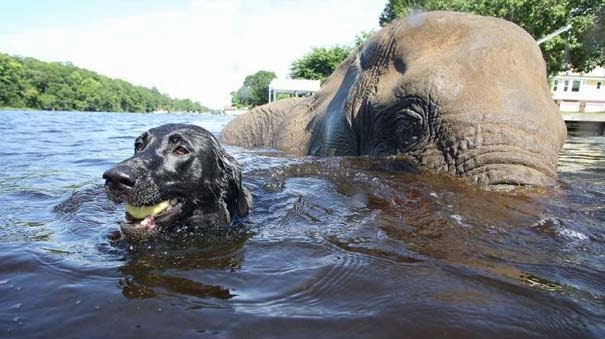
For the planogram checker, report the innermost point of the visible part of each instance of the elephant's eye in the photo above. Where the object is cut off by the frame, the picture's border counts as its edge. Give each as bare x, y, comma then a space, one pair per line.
180, 151
138, 146
410, 129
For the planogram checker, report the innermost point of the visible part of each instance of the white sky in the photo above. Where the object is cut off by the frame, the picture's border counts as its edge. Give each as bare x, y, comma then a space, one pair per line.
201, 49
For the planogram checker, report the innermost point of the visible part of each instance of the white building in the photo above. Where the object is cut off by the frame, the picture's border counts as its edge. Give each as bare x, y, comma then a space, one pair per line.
292, 87
580, 92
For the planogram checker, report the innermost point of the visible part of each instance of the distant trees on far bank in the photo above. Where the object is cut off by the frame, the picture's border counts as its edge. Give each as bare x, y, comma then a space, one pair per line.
318, 64
254, 91
31, 83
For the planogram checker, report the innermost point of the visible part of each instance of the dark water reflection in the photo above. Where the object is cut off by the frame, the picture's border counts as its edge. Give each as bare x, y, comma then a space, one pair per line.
342, 247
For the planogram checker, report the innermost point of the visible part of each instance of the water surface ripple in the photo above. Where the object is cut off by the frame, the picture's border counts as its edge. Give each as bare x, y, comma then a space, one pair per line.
338, 247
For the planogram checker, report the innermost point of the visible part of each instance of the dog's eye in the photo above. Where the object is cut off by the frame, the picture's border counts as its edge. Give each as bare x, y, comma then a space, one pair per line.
138, 146
180, 151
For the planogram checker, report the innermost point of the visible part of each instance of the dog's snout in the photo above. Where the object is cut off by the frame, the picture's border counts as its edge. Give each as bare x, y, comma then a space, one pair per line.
119, 177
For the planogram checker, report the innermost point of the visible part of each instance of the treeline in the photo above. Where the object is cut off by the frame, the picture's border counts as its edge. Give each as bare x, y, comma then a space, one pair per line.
31, 83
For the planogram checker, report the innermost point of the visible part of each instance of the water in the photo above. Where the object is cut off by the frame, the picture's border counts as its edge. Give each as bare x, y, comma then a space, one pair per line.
339, 247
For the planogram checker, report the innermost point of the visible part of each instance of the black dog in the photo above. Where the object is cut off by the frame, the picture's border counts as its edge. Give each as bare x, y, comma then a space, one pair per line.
179, 176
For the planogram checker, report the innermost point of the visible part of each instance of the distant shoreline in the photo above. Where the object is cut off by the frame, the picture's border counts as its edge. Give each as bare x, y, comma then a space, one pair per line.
76, 111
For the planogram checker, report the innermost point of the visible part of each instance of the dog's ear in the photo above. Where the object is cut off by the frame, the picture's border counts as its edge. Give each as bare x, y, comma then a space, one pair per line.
238, 198
244, 201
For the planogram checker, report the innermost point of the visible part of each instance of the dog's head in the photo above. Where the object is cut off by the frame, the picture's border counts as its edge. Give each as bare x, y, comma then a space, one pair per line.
179, 175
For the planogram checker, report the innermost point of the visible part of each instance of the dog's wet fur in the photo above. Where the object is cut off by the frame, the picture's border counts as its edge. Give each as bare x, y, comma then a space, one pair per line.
183, 164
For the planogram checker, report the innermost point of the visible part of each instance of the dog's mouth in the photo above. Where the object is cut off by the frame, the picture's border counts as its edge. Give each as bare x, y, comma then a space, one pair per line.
150, 219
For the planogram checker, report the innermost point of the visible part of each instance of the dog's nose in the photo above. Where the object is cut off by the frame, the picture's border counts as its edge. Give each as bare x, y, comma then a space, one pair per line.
119, 177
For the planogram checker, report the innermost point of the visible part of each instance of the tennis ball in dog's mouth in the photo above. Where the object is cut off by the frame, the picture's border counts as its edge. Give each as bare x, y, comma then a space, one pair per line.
145, 211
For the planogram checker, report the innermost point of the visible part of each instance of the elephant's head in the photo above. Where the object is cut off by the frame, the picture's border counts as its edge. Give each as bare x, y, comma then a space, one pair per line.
452, 92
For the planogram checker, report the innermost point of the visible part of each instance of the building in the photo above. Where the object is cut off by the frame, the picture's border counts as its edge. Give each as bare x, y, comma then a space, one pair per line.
232, 110
580, 92
292, 87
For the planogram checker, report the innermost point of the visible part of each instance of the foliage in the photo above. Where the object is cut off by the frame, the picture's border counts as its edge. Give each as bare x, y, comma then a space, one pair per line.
319, 63
538, 17
254, 91
30, 83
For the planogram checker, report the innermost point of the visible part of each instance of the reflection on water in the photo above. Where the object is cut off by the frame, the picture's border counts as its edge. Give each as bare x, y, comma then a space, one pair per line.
334, 247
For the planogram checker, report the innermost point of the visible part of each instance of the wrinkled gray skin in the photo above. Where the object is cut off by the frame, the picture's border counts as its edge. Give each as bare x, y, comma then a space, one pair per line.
455, 93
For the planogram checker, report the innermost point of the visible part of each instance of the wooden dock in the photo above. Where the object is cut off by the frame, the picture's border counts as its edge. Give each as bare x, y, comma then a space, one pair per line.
585, 117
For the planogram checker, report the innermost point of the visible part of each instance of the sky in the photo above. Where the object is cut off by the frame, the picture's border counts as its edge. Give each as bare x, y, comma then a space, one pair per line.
197, 49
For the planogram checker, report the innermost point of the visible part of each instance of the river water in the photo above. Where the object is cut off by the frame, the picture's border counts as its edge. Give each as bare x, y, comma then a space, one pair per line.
338, 247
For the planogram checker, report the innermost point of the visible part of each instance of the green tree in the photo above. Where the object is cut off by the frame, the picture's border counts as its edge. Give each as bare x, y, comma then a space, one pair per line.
538, 17
319, 63
254, 91
31, 83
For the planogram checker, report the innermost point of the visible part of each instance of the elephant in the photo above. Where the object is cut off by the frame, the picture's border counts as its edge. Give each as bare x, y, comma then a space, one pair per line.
449, 92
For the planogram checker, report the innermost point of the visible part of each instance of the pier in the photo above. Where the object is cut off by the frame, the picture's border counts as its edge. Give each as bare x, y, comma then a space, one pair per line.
584, 123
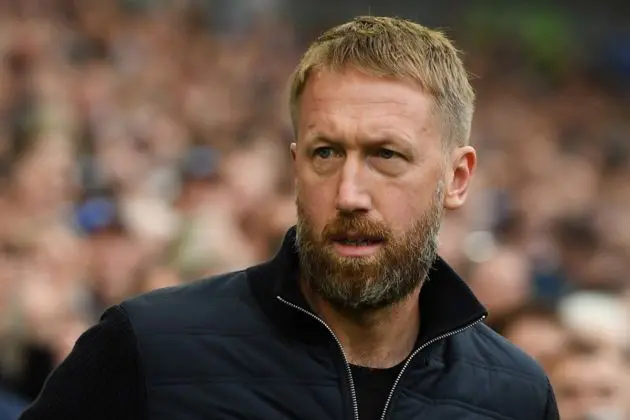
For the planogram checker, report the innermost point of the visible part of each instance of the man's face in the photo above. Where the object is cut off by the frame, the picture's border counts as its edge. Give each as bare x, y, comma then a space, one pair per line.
371, 182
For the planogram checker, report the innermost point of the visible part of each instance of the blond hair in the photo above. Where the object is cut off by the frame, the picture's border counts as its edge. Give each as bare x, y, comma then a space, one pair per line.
392, 47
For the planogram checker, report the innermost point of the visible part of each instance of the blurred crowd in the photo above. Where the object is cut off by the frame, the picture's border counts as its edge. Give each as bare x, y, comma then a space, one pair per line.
140, 150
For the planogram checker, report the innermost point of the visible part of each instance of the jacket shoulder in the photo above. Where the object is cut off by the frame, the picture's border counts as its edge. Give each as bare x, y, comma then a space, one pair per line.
212, 304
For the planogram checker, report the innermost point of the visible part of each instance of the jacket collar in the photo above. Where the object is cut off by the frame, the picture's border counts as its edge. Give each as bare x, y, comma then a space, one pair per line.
446, 302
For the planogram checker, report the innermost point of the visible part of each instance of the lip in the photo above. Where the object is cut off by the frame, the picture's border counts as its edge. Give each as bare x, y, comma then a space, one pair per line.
355, 251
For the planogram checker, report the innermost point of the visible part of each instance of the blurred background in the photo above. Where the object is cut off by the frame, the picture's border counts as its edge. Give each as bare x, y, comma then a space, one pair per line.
144, 143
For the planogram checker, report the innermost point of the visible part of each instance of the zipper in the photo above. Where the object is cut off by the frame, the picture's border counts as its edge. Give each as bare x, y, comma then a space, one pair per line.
353, 392
418, 350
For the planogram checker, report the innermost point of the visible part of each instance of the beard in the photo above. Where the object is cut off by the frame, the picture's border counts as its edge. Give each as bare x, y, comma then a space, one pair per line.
365, 284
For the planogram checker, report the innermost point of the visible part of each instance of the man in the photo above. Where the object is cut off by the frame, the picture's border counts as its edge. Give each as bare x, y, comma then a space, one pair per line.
355, 317
591, 381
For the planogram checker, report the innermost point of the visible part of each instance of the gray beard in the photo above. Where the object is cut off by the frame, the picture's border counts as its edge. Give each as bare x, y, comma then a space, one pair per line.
362, 285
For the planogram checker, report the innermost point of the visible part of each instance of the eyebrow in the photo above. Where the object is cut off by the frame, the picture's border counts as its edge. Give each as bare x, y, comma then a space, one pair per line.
385, 140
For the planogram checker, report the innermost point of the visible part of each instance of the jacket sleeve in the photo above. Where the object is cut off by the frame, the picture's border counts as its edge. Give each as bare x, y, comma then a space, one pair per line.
101, 378
551, 410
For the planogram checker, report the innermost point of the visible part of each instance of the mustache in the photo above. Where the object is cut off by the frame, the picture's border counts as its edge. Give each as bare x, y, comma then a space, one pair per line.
356, 225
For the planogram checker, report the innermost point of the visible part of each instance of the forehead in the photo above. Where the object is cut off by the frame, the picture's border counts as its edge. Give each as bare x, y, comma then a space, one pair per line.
349, 99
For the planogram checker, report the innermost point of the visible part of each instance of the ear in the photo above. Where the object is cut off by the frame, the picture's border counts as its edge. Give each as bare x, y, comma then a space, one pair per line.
463, 162
293, 149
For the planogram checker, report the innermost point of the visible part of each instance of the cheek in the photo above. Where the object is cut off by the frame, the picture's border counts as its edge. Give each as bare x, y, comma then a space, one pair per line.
400, 207
316, 201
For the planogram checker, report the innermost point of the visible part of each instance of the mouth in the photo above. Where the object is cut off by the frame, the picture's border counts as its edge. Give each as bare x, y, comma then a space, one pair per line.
356, 245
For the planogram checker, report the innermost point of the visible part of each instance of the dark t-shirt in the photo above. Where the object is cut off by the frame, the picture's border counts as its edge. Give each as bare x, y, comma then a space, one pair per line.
373, 387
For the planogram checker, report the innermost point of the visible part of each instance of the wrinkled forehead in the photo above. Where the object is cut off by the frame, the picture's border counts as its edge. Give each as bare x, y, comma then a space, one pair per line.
333, 101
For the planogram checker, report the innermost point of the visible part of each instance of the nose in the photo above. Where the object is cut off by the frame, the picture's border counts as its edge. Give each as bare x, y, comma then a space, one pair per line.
352, 193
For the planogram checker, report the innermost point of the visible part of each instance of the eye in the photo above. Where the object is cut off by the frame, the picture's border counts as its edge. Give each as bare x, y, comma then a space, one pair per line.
324, 152
386, 153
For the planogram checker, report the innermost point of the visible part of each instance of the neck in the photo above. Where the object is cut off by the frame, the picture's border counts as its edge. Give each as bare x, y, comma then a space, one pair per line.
378, 339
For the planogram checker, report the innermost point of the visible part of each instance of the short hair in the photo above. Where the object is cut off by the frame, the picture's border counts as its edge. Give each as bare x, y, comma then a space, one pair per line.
398, 48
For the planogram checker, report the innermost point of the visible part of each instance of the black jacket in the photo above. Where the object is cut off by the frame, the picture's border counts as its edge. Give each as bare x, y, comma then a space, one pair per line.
245, 345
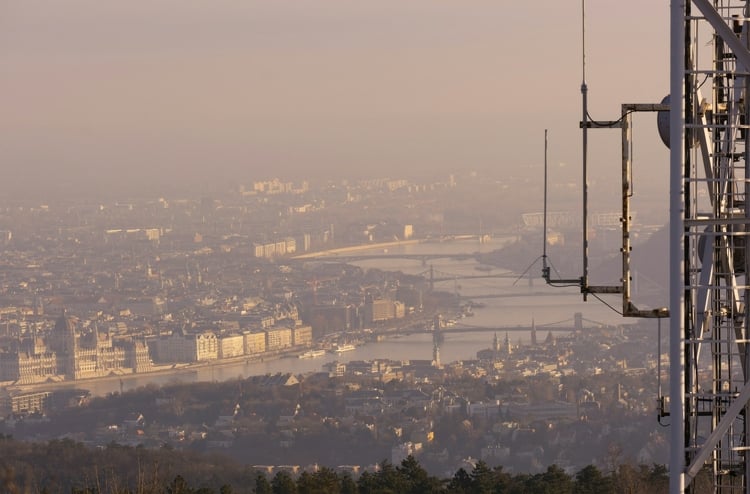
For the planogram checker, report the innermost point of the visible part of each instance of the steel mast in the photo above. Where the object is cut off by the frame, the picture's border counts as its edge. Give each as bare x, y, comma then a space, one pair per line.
709, 186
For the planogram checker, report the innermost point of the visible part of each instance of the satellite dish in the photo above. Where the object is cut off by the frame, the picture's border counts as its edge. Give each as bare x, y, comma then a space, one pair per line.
662, 122
662, 125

★ ★ ★ ★

▸ Written task
Begin at the row that contains "of the steel" and continue through the last row above. Rewrite each of those rows in full, with every coordinate in the answers increased by 90.

▸ The response
For the planogram checker, report the innermost point of the visible part of each instance of the steel mast in the photo above. Where the object is cut off by the frame, the picture's border counts as its edge. Give each as bare x, y, comma then a space, one pair per line.
799, 276
For the planogram checker, report the innermost point of the visible part of each instance of the satellite dish in the photo above. Where the object is cut off by the frame, the picture's border counts as its edge. Give each as bare x, y, comma then a space, one pair per line.
752, 212
752, 215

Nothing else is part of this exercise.